(Data shown)
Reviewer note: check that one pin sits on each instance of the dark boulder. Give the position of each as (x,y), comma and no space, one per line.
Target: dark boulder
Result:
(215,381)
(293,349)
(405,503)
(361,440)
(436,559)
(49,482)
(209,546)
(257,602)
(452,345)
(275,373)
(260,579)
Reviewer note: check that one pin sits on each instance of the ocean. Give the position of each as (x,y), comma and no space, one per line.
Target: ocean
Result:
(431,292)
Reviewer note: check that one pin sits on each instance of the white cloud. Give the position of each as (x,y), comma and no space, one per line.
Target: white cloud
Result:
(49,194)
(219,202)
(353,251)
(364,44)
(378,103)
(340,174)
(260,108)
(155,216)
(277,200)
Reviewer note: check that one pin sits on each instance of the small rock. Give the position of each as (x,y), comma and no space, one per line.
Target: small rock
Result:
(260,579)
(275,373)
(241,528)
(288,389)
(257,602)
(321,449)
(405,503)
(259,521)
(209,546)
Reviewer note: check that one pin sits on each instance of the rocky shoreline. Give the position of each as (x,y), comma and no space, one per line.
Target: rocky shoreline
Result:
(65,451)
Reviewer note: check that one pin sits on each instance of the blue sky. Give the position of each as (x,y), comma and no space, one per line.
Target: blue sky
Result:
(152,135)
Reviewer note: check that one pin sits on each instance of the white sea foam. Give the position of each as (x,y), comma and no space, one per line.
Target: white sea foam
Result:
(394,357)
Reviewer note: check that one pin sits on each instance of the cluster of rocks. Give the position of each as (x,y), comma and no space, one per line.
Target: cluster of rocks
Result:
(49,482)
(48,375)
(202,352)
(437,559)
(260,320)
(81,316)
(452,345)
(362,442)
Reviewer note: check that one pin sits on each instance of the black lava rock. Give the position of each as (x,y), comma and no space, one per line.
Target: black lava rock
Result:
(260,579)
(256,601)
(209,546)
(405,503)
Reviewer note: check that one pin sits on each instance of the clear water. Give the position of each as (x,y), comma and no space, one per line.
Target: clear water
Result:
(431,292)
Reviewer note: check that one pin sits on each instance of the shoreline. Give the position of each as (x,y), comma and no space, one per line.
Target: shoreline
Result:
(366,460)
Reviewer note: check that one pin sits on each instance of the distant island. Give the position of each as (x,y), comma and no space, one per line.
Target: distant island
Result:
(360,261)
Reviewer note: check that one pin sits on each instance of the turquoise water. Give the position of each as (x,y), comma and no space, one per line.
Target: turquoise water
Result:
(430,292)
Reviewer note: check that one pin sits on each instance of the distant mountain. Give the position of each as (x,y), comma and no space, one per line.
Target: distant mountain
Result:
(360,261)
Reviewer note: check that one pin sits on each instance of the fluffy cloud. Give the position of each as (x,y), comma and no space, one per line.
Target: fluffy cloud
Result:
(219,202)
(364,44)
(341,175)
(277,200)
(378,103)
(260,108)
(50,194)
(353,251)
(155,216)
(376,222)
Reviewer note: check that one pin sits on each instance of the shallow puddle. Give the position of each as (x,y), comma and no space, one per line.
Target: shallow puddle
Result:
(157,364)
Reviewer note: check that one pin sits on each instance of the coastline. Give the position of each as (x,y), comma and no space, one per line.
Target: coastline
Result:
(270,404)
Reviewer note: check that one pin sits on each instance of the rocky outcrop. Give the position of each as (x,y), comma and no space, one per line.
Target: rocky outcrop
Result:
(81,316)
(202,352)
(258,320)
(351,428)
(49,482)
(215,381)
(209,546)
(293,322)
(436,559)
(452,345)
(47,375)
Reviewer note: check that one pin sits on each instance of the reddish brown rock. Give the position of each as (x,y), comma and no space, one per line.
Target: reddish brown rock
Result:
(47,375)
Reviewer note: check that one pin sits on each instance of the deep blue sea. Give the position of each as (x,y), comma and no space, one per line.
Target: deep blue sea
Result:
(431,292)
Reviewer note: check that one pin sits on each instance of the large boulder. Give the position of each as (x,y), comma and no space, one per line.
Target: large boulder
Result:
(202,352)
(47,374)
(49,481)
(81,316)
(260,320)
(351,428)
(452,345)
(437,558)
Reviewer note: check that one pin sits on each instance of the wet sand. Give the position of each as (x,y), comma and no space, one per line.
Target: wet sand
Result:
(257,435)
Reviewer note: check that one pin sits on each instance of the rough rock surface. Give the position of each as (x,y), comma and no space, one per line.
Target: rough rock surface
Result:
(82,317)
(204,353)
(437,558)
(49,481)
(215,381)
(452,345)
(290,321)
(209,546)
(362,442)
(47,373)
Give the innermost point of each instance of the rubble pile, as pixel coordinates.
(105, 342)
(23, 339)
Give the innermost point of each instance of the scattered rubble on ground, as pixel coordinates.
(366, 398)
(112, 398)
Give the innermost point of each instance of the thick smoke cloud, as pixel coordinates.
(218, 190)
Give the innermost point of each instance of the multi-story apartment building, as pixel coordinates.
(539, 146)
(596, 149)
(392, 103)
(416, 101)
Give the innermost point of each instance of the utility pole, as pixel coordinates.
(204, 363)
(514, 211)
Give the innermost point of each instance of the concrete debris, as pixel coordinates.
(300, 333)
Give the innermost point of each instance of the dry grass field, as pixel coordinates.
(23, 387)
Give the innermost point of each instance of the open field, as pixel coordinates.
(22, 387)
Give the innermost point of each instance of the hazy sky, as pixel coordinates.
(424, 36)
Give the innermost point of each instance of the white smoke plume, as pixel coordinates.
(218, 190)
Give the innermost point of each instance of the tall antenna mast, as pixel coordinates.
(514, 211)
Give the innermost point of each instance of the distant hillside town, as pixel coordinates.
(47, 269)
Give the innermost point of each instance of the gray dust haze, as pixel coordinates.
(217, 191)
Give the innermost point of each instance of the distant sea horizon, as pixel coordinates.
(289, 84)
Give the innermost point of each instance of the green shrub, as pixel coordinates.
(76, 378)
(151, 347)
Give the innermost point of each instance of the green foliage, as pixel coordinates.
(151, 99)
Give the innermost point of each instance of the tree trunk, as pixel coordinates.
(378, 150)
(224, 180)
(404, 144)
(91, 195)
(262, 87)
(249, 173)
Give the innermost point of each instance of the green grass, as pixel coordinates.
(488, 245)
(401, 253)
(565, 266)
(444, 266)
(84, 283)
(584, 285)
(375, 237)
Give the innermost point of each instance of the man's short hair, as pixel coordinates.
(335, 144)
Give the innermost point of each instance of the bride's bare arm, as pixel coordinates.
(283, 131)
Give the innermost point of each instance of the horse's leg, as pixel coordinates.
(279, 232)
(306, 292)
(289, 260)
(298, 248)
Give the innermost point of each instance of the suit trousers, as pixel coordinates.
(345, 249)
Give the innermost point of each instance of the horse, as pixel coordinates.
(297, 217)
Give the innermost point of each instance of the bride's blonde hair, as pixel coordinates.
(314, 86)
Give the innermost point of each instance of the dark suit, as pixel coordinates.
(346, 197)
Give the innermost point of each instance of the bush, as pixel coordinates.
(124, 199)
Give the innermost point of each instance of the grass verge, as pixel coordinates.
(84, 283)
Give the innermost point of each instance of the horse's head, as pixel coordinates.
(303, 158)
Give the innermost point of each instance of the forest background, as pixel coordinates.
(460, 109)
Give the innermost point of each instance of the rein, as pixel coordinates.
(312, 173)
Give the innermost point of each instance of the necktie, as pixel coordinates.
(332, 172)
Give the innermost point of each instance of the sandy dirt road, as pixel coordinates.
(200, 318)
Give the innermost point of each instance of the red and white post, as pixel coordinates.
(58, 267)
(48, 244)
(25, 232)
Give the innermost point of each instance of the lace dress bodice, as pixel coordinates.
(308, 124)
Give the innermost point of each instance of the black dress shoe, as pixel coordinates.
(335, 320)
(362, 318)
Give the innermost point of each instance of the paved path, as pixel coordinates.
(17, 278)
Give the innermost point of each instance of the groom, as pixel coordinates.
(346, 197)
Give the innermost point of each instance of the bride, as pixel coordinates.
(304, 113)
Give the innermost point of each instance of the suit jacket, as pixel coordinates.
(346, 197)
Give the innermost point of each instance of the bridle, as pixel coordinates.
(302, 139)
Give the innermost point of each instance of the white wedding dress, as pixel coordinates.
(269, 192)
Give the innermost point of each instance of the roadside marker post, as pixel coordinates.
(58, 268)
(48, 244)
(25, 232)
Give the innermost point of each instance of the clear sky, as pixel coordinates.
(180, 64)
(End Data shown)
What is being asked: How many lines in the entries above include the string "rough"? Answer with the number only.

Result for this exercise: 2